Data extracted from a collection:
• • • •
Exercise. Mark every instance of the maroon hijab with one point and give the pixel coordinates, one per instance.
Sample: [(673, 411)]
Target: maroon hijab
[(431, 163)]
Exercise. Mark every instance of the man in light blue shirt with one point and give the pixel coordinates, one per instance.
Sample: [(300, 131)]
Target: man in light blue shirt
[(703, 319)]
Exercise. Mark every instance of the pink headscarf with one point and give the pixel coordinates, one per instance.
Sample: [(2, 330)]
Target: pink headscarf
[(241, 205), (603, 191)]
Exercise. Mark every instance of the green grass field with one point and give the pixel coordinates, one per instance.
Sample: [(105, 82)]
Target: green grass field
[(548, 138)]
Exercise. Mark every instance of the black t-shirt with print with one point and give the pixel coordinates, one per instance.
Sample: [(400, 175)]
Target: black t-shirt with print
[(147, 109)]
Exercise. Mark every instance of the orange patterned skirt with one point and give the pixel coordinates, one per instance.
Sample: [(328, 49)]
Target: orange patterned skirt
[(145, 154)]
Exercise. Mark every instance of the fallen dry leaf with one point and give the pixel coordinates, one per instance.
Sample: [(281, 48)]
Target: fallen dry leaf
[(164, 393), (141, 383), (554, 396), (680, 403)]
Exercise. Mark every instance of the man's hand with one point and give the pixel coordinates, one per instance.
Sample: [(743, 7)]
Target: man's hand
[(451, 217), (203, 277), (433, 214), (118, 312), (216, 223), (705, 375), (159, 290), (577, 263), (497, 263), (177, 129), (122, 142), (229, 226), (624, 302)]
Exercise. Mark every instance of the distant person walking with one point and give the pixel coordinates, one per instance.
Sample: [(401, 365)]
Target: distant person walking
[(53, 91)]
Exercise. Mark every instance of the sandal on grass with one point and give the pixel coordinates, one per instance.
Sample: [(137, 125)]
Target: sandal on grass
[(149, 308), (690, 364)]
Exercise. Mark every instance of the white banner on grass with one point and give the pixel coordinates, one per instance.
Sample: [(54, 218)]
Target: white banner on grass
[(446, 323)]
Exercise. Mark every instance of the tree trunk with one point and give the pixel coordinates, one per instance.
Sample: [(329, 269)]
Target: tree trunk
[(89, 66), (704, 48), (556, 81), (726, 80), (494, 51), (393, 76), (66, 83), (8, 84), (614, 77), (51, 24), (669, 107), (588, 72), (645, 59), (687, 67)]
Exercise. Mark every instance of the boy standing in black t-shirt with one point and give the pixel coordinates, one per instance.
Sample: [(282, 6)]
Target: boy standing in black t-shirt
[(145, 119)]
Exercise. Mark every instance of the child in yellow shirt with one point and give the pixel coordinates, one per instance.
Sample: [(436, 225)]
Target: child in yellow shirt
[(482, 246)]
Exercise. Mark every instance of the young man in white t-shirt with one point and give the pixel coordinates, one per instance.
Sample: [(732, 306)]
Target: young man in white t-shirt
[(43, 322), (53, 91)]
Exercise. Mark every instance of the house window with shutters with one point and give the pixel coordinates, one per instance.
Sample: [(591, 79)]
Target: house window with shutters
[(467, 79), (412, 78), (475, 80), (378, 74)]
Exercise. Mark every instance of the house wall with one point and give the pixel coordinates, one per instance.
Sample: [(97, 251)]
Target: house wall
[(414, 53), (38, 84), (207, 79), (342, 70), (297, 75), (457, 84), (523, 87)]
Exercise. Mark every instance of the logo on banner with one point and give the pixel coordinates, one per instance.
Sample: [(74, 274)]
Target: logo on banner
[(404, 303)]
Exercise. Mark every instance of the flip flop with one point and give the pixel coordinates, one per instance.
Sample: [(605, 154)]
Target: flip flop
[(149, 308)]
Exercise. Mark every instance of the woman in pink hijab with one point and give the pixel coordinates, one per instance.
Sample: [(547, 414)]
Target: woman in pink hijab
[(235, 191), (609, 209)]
• • • •
◆ PROBLEM TO SOLVE
Take the lines above and retype all of them exactly.

◆ THE COMPLETED TASK
Exercise. Mark every instance of the maroon hijab with one point and give the pixel coordinates, one per instance.
Sample: [(673, 411)]
Target: maroon hijab
[(431, 163)]
Exercise. Mark every instance of the man in light blue shirt with one point and give the pixel coordinates, one per instance.
Sample: [(300, 131)]
Target: man in light blue shirt
[(703, 319)]
Exercise. Mark every instance of the pink headscarf with one point and give the pixel coordinates, one per instance.
Sample: [(2, 330)]
Target: pink headscarf
[(241, 205), (603, 191)]
Exercise. Mark every instance of the green grass field with one point and give the pixel coordinates, one per instance.
Sample: [(105, 82)]
Target: green grass field
[(548, 138)]
Exercise. Mark every instance of the black t-shirt with print with one point and give the pixel coordinates, one per instance.
Sample: [(400, 175)]
Target: black t-shirt with print
[(147, 109)]
Exercise. Mark every instance of the orange patterned skirt with one point and give the pixel coordinates, one per instance.
Sample: [(328, 49)]
Target: orange patterned skirt
[(145, 154)]
Exercise. Mark every instance of the fallen dry leaf with one point and give the pixel coordinates, one per instance.
Sample: [(281, 48)]
Target: fallen dry leaf
[(164, 393), (141, 383), (554, 396), (680, 403)]
Exercise. Mark every instance of the man's hand with one point and give the pixel coordinates, one per instance.
Sample: [(743, 7)]
Target: man's hand
[(451, 217), (203, 277), (433, 214), (118, 312), (216, 223), (705, 375), (159, 290), (577, 263), (497, 263), (177, 129), (122, 142), (229, 226), (624, 302)]
Exercise. Mark every instance of the distant person walking with one point and give the pixel coordinates, one per instance.
Sample: [(401, 365)]
Target: distant person walking
[(53, 91)]
Exercise. Mark every instance of the sandal on grass with one point and give the pixel coordinates, one per instance.
Sample: [(137, 125)]
Target: sandal on grass
[(149, 308), (690, 364)]
Exercise. Mark every instance of the white banner on grass with one point and give the pixel coordinates, one per instance.
Sample: [(54, 218)]
Target: white banner on grass
[(446, 323)]
Exercise. Mark every instance of the tree trunk with one point and give the pixel coordinates, one per instance.
Sample: [(329, 269)]
Target: tree trunk
[(89, 66), (704, 48), (556, 81), (726, 80), (494, 51), (393, 76), (66, 83), (8, 84), (614, 77), (51, 24), (669, 107), (588, 72), (645, 59), (687, 67)]
Exercise. Mark every instance of the boy standing in black t-shirt with one point and give the pixel coordinates, one per instance.
Sample: [(282, 6)]
Target: boy standing in black t-shirt
[(145, 119)]
Exercise. Mark every instance of the child in yellow shirt with one point and give the pixel coordinates, one per instance.
Sample: [(436, 225)]
Target: child in yellow shirt
[(482, 246)]
Exercise. Mark every instance of the young man in white t-shirt with one point and give the pixel coordinates, one per instance.
Sample: [(732, 306)]
Target: young man in white t-shirt
[(43, 322), (53, 91)]
Exercise. Mark every instance of the house window with shutters with one point and give the pixel coordinates, one per instance.
Sample: [(591, 79)]
Target: house window with shutters
[(467, 79), (412, 78), (475, 80), (378, 74)]
Exercise. Mark every instance of the house wall with one point and give the pixel coordinates, one per instance.
Sample: [(97, 251)]
Target: house wall
[(414, 53), (38, 84), (207, 79), (342, 70), (297, 75), (457, 84), (523, 87)]
Exercise. Mark every instance of the logo on banner with one point and give the pixel coordinates, one per instance.
Sample: [(74, 274)]
Target: logo on banner
[(404, 303)]
Exercise. Mark every instance of the flip flop with one point and give the pixel coordinates, one per instance.
Sample: [(605, 154)]
Target: flip flop
[(149, 308)]
Exercise. Mark every instance of the woman in pink hijab with one point and give the pixel coordinates, one per instance.
Sample: [(547, 414)]
Target: woman in pink hijab
[(235, 191), (609, 209)]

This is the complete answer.